TASK TO COMPLETE
Print all of the entries exactly, minus the pictures.

══ WORKING DATA

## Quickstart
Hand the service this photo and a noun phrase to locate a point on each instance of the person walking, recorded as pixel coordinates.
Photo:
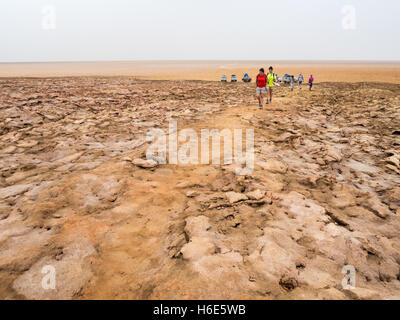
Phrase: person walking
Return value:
(271, 76)
(310, 81)
(261, 84)
(291, 83)
(301, 79)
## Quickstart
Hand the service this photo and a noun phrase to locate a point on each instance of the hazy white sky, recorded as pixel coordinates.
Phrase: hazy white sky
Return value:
(86, 30)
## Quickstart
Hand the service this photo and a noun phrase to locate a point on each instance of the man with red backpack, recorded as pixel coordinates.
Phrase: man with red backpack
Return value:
(261, 87)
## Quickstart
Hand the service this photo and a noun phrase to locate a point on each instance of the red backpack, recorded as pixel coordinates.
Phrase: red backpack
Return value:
(261, 80)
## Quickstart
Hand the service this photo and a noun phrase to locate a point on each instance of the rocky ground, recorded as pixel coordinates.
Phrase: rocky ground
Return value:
(325, 192)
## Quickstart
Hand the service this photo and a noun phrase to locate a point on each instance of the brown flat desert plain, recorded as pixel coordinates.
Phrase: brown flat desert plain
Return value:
(76, 194)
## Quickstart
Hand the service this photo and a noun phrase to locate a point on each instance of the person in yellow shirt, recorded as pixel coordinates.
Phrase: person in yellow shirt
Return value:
(271, 79)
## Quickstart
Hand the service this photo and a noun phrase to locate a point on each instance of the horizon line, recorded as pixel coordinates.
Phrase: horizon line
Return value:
(206, 60)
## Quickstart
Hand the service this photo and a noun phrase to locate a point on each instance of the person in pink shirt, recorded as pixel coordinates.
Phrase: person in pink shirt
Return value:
(310, 81)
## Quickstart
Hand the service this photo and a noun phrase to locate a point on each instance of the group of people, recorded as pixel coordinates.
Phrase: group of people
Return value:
(266, 82)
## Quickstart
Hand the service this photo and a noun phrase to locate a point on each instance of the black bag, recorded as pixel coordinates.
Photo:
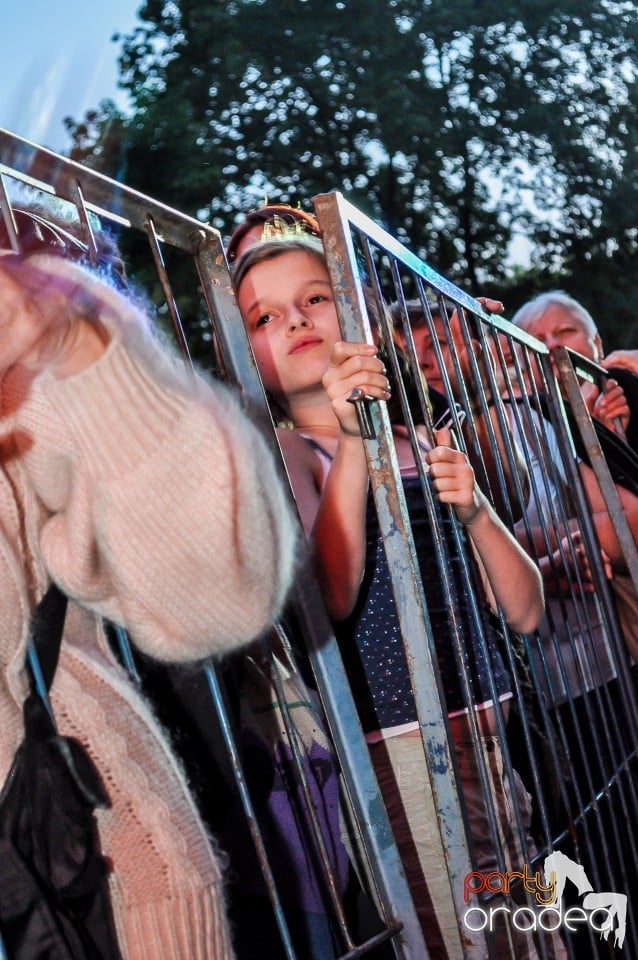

════

TASK SOLUTION
## Quickstart
Hand the service this photo and a noun phrase to locate a point on each instance of the person walking, recorded as pixel coordinates.
Photo:
Phrase: person walking
Return value:
(271, 76)
(310, 81)
(261, 84)
(291, 83)
(301, 79)
## Quickstart
Hand the service this photo and a noun phrase to locate a point on each instance of the hazy white sky, recorded as pixel coordinates.
Phrase: hazy white sky
Return value:
(86, 30)
## Quickstart
Hand the service this photo and a noun phrase to locate a point on each instance of the man with red backpack, recorded as pixel coordinates.
Phrase: man with red backpack
Return value:
(261, 87)
## Quickstart
Hand the service this photo and a noun phrase to locate a point on each instance of the red backpack, recorded as pixel coordinates.
Phrase: red backpack
Return value:
(261, 80)
## Quickstart
Hand the service this photo and a noun phrase to locate a point on each instance of the rocky ground, recorded as pixel coordinates.
Phrase: rocky ground
Return value:
(325, 192)
## Quickstart
Hand the service this photo and a noun phrase to locate a point on each instance of the brown flat desert plain, recorded as pixel coordinates.
Phrase: brown flat desert plain
Return value:
(76, 194)
## Quickstart
Hand the service this photo and a noun phrase to locate a point on each instance of the person in yellow shirt, recorded as pixel coordinates.
Phrase: person in yellow shirt
Return value:
(271, 79)
## Quickstart
Hand the service this photo and a noun phrase to locate a point on each instance of the horizon line, recorded as pixel coordinates.
Phrase: horizon line
Return value:
(206, 60)
## Quickstart
Hand the service this photo and a noun phrase to locate a point on each instance of the person in pink shirt, recorded as pixel coordinates.
Phrase: person in pink shirt
Return value:
(310, 81)
## Quickstart
Hand the service this photo and a noun phrase to locate a point on each instance of the group of people, recorded as pixel coordinates.
Phrase: group of people
Return value:
(266, 82)
## Quickstart
Hand the service this photo and a noun phrase to locate a point on each instance of the black bag, recorded as pixel coordinates.
Photo:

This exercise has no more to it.